***** Given entries *****
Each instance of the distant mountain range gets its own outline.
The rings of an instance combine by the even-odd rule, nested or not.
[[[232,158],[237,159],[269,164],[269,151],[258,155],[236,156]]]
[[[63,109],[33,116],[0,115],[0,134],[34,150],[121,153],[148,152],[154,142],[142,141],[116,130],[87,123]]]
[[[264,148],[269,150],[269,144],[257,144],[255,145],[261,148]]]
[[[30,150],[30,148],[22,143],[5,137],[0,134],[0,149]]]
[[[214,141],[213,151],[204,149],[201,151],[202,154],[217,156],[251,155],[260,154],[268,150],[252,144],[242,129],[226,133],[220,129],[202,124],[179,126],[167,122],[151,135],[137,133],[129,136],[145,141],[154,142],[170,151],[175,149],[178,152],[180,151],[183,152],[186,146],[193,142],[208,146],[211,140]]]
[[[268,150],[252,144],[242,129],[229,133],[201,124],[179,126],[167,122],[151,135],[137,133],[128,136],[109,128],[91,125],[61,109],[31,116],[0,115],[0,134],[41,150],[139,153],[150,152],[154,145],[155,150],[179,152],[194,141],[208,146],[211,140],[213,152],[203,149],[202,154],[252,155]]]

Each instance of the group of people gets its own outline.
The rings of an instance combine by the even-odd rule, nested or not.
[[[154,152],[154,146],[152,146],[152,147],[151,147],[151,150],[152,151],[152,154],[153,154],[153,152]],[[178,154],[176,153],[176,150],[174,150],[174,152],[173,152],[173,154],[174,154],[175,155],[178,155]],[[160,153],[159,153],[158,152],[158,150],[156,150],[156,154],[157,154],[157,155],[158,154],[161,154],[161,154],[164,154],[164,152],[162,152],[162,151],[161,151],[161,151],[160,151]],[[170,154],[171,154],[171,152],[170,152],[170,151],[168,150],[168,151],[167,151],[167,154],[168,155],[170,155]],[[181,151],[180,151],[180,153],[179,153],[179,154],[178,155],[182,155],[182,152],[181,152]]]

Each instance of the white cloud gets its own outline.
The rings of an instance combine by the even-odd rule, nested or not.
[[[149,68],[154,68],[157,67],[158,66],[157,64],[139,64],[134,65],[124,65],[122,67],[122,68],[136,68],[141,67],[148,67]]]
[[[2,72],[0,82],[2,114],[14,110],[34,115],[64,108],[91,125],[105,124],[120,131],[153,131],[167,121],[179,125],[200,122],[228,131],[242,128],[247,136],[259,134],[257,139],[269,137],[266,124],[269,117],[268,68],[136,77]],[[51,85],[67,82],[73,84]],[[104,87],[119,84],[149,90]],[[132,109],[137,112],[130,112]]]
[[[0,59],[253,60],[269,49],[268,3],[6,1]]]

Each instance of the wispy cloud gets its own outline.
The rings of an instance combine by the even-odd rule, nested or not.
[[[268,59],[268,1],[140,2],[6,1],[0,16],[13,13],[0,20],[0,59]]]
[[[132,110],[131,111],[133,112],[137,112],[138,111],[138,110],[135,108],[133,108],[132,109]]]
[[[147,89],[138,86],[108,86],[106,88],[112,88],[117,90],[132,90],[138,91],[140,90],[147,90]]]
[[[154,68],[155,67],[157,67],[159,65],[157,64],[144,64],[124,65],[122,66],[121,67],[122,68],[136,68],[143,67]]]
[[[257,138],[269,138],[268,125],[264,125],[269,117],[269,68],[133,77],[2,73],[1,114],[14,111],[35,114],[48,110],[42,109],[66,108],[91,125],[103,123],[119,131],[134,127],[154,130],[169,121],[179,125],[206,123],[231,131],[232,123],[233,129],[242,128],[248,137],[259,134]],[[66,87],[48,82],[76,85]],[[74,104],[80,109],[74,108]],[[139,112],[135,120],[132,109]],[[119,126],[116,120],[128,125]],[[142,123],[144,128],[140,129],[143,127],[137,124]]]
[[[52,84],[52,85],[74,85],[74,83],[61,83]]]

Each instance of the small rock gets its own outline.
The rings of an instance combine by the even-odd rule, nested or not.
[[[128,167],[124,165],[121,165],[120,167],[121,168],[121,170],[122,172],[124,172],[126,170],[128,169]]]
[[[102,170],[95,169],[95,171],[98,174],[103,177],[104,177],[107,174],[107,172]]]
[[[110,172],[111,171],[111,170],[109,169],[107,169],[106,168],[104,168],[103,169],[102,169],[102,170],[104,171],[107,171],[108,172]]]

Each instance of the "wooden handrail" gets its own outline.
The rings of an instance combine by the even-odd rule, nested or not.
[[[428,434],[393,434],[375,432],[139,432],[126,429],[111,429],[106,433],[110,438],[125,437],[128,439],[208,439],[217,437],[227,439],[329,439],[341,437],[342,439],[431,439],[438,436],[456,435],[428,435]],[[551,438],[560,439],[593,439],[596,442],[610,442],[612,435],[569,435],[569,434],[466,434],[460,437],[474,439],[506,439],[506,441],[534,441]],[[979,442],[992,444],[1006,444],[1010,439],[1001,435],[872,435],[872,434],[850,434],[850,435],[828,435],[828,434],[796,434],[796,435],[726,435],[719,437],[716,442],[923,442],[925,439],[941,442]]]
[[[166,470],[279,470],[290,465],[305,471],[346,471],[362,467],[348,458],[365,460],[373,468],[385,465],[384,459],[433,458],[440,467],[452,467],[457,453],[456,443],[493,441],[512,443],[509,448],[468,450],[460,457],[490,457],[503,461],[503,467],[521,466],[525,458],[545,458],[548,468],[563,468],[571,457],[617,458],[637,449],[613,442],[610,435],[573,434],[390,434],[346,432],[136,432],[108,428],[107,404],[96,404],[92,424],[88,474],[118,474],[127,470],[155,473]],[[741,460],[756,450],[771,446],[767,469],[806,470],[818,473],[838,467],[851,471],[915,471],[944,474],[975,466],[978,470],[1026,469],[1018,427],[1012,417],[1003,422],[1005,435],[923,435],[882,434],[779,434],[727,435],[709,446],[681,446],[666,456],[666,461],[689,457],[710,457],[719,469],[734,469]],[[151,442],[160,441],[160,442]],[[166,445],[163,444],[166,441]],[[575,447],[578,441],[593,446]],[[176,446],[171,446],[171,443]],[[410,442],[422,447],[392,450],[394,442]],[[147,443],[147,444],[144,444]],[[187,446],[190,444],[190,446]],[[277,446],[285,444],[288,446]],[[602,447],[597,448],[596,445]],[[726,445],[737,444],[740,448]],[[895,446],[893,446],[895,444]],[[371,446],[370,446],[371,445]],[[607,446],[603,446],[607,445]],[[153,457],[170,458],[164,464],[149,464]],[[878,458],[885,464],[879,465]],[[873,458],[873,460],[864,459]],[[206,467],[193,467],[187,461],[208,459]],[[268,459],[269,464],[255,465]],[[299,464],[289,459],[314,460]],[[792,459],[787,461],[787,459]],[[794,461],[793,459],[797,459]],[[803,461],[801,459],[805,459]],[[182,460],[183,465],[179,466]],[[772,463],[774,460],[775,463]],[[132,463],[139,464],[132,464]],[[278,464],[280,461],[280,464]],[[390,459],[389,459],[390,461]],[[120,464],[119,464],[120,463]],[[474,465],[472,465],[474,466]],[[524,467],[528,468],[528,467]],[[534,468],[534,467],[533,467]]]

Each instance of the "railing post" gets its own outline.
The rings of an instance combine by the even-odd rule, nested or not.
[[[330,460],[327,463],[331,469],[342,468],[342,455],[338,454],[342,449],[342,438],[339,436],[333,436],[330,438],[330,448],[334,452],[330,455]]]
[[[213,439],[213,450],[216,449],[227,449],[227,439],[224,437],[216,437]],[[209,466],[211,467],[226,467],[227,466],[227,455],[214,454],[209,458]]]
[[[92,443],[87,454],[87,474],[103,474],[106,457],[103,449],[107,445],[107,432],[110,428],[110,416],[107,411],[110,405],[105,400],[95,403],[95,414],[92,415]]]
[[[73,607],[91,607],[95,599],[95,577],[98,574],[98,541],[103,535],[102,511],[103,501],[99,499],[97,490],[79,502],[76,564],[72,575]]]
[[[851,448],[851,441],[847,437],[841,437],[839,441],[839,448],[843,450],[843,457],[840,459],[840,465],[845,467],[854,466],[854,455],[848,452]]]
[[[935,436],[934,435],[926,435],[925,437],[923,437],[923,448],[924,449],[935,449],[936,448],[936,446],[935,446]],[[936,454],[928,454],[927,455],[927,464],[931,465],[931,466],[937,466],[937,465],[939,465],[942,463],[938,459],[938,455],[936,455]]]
*****
● **Requirements**: Reproduce the rows verbatim, starting at the very beginning of the rows and ending at the line that contains "[[[30,150],[30,148],[22,143],[5,137],[0,134],[0,149]]]", with that line included.

● **Result**:
Each instance of the distant mountain range gets its own outline.
The rings of an instance combine by the even-odd rule, nested or not.
[[[232,158],[237,159],[269,164],[269,151],[258,155],[236,156]]]
[[[63,109],[33,116],[0,115],[0,134],[34,150],[121,153],[148,152],[154,142],[142,141],[116,130],[87,123]]]
[[[264,148],[269,150],[269,144],[257,144],[255,145],[261,148]]]
[[[30,150],[30,148],[22,143],[5,137],[0,134],[0,149]]]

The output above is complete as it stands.